Dataset records:
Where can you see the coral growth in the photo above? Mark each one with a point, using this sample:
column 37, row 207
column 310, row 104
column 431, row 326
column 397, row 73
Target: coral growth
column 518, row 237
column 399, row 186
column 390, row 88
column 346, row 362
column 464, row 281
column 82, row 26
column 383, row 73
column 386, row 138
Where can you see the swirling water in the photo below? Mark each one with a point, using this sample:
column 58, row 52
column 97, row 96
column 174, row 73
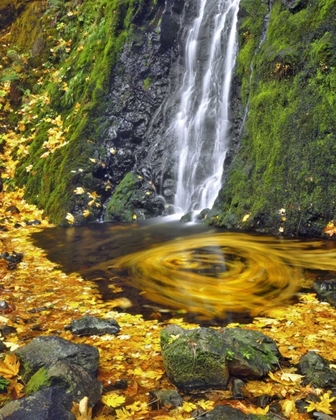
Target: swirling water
column 192, row 268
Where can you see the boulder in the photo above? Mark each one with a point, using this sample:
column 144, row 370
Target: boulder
column 44, row 350
column 204, row 358
column 48, row 404
column 90, row 325
column 251, row 354
column 71, row 377
column 194, row 359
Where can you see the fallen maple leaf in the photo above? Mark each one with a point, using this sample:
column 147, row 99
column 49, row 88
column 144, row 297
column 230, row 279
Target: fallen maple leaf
column 323, row 405
column 113, row 399
column 9, row 367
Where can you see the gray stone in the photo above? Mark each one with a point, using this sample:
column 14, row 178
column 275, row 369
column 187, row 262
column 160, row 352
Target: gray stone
column 90, row 325
column 251, row 354
column 48, row 404
column 164, row 397
column 44, row 350
column 71, row 377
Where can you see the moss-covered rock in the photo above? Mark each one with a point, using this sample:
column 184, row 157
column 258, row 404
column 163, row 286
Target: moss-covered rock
column 194, row 359
column 134, row 199
column 203, row 358
column 83, row 41
column 283, row 177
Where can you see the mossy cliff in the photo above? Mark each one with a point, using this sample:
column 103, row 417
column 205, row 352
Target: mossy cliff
column 58, row 59
column 282, row 178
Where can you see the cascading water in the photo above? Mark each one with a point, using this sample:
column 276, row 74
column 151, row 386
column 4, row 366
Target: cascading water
column 202, row 123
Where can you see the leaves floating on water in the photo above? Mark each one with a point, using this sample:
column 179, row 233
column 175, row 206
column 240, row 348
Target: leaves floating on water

_What to work on_:
Write the listing out a second time exactly, dropping all images.

_Solution for this task_:
Where can you see the coral growth in the photo above? Mark each one with a point, using this sample:
column 37, row 207
column 310, row 104
column 431, row 326
column 397, row 73
Target: coral growth
column 518, row 237
column 399, row 186
column 390, row 88
column 346, row 362
column 464, row 281
column 82, row 26
column 383, row 73
column 386, row 138
Where can you see the swirling water in the photo below? Mark each one with a point, using this sample:
column 58, row 52
column 97, row 96
column 174, row 73
Target: swirling water
column 192, row 268
Where can you see the boulder in the photo above? Mark each one with a point, using this sample:
column 144, row 370
Target: boulder
column 44, row 350
column 204, row 358
column 48, row 404
column 90, row 325
column 251, row 354
column 71, row 377
column 194, row 359
Where can you see the fallen maple leaf in the photo above? Mark each one with a point, using this sample:
column 147, row 99
column 49, row 88
column 144, row 297
column 230, row 279
Target: fallen maple leaf
column 323, row 405
column 113, row 399
column 9, row 367
Where can you see the gray stone in the photo above? Mark each one with a point, using this sample:
column 14, row 178
column 275, row 369
column 187, row 262
column 160, row 352
Target: gray stone
column 90, row 325
column 251, row 354
column 48, row 404
column 164, row 397
column 44, row 350
column 71, row 377
Where can you see the moss-covered rock in the photo above? Mark each one with a point, using this sample:
column 184, row 157
column 258, row 404
column 163, row 286
Target: moss-covered rock
column 194, row 359
column 134, row 199
column 203, row 358
column 83, row 41
column 283, row 177
Where can you see the mossy cliff in the photo above? Mark each one with a point, using this sample:
column 103, row 417
column 205, row 352
Target: mossy cliff
column 58, row 59
column 282, row 178
Where can you see the cascading water in the photo above? Mark each one with a point, using this sample:
column 276, row 74
column 151, row 386
column 4, row 366
Target: cascading water
column 202, row 123
Where can you see the leaves floating on water in the photo above? Mark each one with a point, using this sample:
column 179, row 233
column 175, row 206
column 240, row 348
Target: leaves floating on water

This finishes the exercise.